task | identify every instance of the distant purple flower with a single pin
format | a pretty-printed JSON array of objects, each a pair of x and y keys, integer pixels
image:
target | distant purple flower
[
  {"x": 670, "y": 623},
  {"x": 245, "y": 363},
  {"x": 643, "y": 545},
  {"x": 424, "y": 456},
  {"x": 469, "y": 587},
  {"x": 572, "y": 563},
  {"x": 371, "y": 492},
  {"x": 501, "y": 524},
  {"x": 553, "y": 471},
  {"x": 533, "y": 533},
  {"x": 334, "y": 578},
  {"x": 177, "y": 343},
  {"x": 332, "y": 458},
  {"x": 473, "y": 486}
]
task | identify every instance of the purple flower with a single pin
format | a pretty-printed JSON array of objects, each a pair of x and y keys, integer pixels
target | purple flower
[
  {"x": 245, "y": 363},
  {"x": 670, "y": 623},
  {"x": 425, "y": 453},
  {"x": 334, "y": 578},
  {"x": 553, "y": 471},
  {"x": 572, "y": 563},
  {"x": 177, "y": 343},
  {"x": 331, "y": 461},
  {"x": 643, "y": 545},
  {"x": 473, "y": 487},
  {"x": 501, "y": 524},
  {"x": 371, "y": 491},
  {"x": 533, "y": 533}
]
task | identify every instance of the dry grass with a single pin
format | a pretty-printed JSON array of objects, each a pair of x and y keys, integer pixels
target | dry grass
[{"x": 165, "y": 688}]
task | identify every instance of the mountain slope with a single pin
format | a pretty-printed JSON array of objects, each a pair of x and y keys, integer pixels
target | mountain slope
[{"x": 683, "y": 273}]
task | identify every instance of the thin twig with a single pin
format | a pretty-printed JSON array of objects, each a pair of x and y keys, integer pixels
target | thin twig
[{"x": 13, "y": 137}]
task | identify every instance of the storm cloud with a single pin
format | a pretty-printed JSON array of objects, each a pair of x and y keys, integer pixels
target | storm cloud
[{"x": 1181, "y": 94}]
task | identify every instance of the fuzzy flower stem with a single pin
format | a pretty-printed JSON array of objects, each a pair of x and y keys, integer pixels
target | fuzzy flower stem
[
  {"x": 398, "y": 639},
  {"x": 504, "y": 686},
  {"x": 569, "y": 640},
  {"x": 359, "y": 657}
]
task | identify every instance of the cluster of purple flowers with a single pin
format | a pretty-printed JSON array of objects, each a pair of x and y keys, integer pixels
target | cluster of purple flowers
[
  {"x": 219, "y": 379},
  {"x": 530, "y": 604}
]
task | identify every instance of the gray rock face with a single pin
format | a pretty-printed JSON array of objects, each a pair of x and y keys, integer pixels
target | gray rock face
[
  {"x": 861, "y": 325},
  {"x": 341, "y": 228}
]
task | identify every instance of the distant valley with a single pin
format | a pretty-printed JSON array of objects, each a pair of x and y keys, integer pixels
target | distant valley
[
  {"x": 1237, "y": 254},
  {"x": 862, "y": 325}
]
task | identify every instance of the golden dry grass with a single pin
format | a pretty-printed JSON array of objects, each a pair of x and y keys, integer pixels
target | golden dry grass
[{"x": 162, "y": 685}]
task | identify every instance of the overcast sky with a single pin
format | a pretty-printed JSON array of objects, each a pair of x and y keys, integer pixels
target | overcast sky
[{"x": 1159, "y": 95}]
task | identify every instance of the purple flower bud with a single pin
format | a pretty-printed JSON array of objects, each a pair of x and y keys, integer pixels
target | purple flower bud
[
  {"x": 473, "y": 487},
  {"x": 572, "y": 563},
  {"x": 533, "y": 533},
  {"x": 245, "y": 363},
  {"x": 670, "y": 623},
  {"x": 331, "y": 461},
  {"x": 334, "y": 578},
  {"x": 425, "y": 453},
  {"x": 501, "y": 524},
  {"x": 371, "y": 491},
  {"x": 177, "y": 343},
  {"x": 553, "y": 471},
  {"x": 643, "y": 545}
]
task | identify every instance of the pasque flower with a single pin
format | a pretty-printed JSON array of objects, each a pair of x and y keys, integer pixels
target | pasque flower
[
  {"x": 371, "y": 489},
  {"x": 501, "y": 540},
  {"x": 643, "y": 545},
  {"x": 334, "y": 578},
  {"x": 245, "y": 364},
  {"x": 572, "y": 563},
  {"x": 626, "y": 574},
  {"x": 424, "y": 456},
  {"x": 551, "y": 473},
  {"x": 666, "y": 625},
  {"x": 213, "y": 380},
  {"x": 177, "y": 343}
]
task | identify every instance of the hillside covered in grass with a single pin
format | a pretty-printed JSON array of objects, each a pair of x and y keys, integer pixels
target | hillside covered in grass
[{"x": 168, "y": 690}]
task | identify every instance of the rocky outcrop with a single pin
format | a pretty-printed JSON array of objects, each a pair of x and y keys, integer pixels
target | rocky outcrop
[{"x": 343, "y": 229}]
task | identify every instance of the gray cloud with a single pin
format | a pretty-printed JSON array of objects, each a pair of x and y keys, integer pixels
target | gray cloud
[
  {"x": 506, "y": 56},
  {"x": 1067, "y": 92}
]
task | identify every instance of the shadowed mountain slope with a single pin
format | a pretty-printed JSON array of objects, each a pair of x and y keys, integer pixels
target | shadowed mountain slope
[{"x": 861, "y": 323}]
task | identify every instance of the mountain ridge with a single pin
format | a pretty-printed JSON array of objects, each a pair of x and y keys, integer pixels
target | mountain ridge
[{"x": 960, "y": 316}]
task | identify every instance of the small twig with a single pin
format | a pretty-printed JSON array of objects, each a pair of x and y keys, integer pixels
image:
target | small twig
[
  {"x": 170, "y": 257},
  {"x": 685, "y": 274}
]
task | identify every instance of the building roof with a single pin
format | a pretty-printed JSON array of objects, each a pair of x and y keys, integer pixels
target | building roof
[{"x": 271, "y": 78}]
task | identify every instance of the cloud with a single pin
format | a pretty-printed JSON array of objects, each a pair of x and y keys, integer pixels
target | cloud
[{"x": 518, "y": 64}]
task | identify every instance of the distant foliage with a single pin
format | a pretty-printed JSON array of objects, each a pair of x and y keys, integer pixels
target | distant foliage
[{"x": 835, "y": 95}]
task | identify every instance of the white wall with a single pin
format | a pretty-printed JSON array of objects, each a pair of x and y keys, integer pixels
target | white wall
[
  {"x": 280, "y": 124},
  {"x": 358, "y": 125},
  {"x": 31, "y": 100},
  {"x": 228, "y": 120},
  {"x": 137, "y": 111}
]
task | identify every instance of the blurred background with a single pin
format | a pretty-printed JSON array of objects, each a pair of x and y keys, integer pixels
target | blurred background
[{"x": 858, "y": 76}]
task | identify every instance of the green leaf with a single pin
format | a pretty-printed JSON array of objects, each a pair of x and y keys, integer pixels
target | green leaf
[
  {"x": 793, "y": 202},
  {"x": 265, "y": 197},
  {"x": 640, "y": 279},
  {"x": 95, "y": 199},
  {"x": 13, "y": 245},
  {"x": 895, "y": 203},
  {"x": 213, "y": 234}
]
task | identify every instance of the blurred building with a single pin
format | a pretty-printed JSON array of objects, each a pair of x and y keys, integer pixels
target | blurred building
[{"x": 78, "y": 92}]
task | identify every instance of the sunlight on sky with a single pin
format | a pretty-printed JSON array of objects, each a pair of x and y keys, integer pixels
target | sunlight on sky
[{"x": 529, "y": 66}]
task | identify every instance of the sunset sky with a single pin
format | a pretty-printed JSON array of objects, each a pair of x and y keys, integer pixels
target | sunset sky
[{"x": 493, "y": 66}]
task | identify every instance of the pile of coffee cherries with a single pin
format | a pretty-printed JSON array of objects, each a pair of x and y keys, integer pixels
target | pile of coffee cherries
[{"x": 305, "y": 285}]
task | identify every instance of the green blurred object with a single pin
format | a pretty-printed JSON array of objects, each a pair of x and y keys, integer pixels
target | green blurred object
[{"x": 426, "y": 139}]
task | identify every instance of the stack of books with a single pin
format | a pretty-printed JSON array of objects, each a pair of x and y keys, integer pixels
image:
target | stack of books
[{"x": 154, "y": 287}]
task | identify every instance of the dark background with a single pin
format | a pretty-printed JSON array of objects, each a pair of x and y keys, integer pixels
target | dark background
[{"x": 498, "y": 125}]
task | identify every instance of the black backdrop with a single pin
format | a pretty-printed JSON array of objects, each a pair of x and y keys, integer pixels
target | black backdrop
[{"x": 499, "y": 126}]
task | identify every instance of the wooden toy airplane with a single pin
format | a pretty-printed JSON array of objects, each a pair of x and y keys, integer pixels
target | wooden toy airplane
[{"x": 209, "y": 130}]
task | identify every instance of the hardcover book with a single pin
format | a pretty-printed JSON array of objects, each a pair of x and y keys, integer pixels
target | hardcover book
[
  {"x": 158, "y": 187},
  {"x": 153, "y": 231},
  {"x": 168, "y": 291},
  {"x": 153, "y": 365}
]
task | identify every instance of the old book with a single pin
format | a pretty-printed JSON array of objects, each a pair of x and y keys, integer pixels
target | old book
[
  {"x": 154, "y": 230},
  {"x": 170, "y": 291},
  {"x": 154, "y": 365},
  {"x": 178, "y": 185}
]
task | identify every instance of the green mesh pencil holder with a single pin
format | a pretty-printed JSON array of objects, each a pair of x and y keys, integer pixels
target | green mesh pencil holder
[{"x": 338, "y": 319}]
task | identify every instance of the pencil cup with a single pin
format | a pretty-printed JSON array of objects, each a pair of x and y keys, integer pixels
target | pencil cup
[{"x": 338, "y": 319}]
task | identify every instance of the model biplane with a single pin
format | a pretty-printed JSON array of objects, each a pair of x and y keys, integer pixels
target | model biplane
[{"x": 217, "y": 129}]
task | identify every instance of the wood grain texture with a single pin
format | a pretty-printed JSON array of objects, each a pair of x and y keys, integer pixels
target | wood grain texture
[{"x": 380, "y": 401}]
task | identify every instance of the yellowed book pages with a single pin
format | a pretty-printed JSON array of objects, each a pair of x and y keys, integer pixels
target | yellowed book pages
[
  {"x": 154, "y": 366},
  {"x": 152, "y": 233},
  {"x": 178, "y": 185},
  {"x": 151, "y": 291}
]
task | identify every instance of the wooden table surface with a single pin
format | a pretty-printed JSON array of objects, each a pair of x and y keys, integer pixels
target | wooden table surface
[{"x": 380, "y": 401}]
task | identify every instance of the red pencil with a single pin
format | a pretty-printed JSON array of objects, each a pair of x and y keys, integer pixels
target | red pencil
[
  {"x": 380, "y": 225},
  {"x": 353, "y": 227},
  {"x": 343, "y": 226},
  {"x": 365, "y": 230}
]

══════

Only the lines from the one holding "task | identify every instance of the wood grain" through the end of the listing should be given again, exactly and with both ends included.

task | identify every instance of the wood grain texture with a single pin
format | a pretty-printed JSON array of objects, each a pair of x and y keys, integer pixels
target | wood grain texture
[{"x": 380, "y": 401}]
task | identify every instance of the yellowed book pages with a single pin
format | a pretty-printed JSON array of objects, each a pair of x and y keys, integer pixels
target | yellowed book pages
[
  {"x": 154, "y": 366},
  {"x": 152, "y": 233},
  {"x": 178, "y": 185},
  {"x": 151, "y": 291}
]
task | identify every instance of the wooden table surface with a single pin
format | a pretty-printed JSON array of objects, each a pair of x and y keys, integer pixels
target | wooden table surface
[{"x": 380, "y": 401}]
task | identify every instance of the red pencil with a single pin
format | a pretty-printed JSON array of objects, each a pair of x and y keys, integer pixels
target | red pencil
[
  {"x": 380, "y": 225},
  {"x": 353, "y": 227},
  {"x": 343, "y": 226},
  {"x": 365, "y": 230}
]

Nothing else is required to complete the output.